About this task => Whatever the listing holds, output it without alteration.

Extracted data =>
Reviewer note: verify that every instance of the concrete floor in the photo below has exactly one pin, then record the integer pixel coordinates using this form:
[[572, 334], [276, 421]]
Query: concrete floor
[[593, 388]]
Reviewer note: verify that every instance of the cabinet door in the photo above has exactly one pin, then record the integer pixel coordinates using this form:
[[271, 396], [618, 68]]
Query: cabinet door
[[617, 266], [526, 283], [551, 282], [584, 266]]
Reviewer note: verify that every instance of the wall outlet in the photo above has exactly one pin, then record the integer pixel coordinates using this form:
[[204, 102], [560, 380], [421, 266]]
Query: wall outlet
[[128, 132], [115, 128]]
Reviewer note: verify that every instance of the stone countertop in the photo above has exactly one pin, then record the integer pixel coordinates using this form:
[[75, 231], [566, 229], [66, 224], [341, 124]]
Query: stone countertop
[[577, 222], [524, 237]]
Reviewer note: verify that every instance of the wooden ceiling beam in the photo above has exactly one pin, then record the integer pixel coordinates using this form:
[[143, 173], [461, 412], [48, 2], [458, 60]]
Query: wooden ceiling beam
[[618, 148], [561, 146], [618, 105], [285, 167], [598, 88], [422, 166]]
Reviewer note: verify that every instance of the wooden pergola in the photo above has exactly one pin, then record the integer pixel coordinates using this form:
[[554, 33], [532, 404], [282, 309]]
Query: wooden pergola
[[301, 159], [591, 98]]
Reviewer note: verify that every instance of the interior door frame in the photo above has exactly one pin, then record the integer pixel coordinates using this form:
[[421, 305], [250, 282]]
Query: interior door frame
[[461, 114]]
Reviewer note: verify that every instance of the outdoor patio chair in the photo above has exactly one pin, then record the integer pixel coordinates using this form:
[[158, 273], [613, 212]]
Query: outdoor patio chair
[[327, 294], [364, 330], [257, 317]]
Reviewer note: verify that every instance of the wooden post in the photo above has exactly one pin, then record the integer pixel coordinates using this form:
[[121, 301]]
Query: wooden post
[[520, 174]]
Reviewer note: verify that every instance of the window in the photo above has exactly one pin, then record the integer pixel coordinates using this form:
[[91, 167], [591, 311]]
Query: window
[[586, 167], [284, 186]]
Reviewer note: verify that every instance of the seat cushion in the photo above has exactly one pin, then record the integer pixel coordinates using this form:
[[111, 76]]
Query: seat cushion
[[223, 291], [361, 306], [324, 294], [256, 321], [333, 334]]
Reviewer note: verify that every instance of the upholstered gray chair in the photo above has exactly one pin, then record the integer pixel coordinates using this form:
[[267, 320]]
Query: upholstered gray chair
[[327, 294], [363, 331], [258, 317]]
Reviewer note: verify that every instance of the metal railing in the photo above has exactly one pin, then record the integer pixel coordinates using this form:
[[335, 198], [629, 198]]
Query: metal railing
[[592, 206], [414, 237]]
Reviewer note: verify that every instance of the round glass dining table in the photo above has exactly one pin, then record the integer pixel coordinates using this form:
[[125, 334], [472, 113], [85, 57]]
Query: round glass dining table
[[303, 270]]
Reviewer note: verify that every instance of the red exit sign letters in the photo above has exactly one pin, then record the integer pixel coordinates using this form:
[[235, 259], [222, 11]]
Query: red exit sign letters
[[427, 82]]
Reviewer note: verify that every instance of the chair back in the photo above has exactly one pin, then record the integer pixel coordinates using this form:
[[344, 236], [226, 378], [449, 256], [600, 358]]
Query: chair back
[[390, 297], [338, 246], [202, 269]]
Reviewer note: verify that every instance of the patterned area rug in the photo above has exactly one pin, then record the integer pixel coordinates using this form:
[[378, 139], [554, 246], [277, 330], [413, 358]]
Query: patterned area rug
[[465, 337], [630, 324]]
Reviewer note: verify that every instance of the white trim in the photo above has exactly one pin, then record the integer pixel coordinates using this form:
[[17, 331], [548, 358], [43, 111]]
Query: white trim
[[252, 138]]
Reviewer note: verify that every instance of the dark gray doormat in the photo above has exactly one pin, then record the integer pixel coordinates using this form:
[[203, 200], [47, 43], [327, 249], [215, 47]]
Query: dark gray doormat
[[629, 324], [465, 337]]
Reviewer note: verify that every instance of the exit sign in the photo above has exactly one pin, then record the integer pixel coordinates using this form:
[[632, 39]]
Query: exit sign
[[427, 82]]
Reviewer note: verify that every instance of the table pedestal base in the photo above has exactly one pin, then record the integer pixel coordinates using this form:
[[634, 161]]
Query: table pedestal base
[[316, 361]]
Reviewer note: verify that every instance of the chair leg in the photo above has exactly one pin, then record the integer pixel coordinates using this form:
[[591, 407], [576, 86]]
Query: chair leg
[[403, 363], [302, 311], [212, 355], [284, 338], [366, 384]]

Task response =>
Reviewer note: verify that every instance of the concrete floor in the photo below has exactly one pin, then record the integer pixel coordinates using this form:
[[572, 334], [276, 421]]
Query: concrete floor
[[593, 388]]
Reviewer note: verify that every instance of the cabinet door in the photo above has exactly one pin, then record the integer pixel coordinates using this form:
[[271, 396], [618, 68]]
Query: cabinet door
[[617, 266], [526, 283], [551, 282], [584, 266]]
Reviewer note: verify that every instance of the wall outlet in the photo above has exactly one pin, then record the integer pixel coordinates using this form:
[[204, 102], [560, 380], [421, 266]]
Query: wall outlet
[[128, 132], [115, 128]]
Reviewer note: verify that every instance of the stone countertop in the photo above has exactly one pin, then record the integer pixel coordinates using this form:
[[75, 231], [566, 229], [66, 224], [341, 124]]
Query: stone countertop
[[577, 222], [524, 237]]
Reviewer note: verify that every instance of the wooden ceiling beam in the photo above has exactly one pin, then record the integer pixel coordinates using this form:
[[143, 173], [461, 412], [48, 2], [458, 60]]
Query: wooden ceiling beam
[[618, 148], [561, 146], [618, 105], [285, 167], [598, 88], [422, 166]]
Reviewer note: verify that every instance of the wooden pergola in the photo above has exactly one pin, then record the integer pixel coordinates using this form:
[[554, 33], [532, 404], [282, 309]]
Query: wooden pergola
[[301, 159], [591, 98]]
Reviewer note: verify that every instance of the interior door frame in the photo above has exactly one pin, then record the integer pixel coordinates using this form:
[[421, 305], [250, 282]]
Query: interior door frame
[[461, 114]]
Reviewer note: verify that every instance of the outdoor patio chair in the photo above has exactly one pin, then record the integer pixel coordinates using this form:
[[158, 273], [613, 212]]
Query: outdoor patio chair
[[327, 294], [364, 330], [257, 317]]
Reviewer note: verify that every instance of the wooden post in the photo above has exactly one pin, then record the integer pixel coordinates using this form:
[[121, 301]]
Query: wooden post
[[520, 174]]
Reviewer note: verify that every instance of the window in the photo above has exactly one pin, then record the integer pixel coordinates using this form:
[[91, 167], [591, 311]]
Query: window
[[586, 167], [284, 186]]
Reviewer note: verify that every instance of the seat cushion in the photo above has exactly one pin, then record the integer pixel coordinates using this form:
[[111, 76]]
Query: seat cushion
[[223, 291], [361, 306], [324, 294], [256, 321], [333, 334]]
Reviewer note: verify that every instance of the upholstered gray chair in the photo above has exactly one pin, then record the integer pixel coordinates using this form:
[[267, 320]]
Query: upholstered gray chair
[[327, 294], [363, 331], [258, 317]]
Reviewer note: verify that every instance of the metal railing in the photo above has exactly one pin, then record the integer pixel coordinates using this form:
[[335, 198], [629, 198]]
Query: metal railing
[[592, 206], [414, 237]]
Reviewer note: verify that every instance of the round glass dining table in the photo above has exactly one pin, then record the integer pixel coordinates using this form:
[[125, 334], [472, 113], [85, 57]]
Query: round glass dining table
[[303, 270]]
Reviewer note: verify that every instance of the red exit sign letters in the photo above has exactly one pin, then record the integer pixel coordinates using this form:
[[235, 259], [222, 11]]
Query: red exit sign letters
[[427, 82]]
Reviewer note: verify that every instance of the chair back in the photo above has exactly one pin, then record the integer pixel coordinates using this form:
[[344, 236], [226, 378], [449, 256], [600, 358]]
Query: chair back
[[390, 297], [338, 246], [202, 269]]
Reviewer note: verify that every instance of the patterned area rug in the photo above has exactly one pin, then record the integer pixel coordinates using this form:
[[378, 139], [554, 246], [277, 330], [413, 358]]
Query: patterned area rug
[[465, 337], [630, 324]]
Reviewer note: verify that every instance of the white trim in the photo above has exactly one pin, then record the integer pixel coordinates using this form:
[[17, 331], [548, 358], [43, 111]]
Query: white trim
[[252, 138]]
Reviewer note: verify that every instance of the dark gray doormat in the photo above has exactly one pin, then record the integer pixel coordinates using this form:
[[203, 200], [47, 43], [327, 249], [215, 47]]
Query: dark gray doormat
[[629, 324], [465, 337]]
Reviewer note: verify that every instance of the exit sign in the photo above has exactly one pin, then record the integer pixel coordinates using this form:
[[632, 39]]
Query: exit sign
[[427, 82]]
Reviewer note: verify that every instance of the table pedestal base in the photo above has exactly one pin, then record the integer pixel coordinates using this form:
[[634, 161]]
Query: table pedestal base
[[316, 361]]
Reviewer note: verify that every instance of the chair leg in the photo above has exactly one pin, then record the integer pixel coordinates using this form:
[[591, 407], [576, 86]]
Query: chair leg
[[403, 363], [302, 311], [212, 355], [284, 338], [366, 384]]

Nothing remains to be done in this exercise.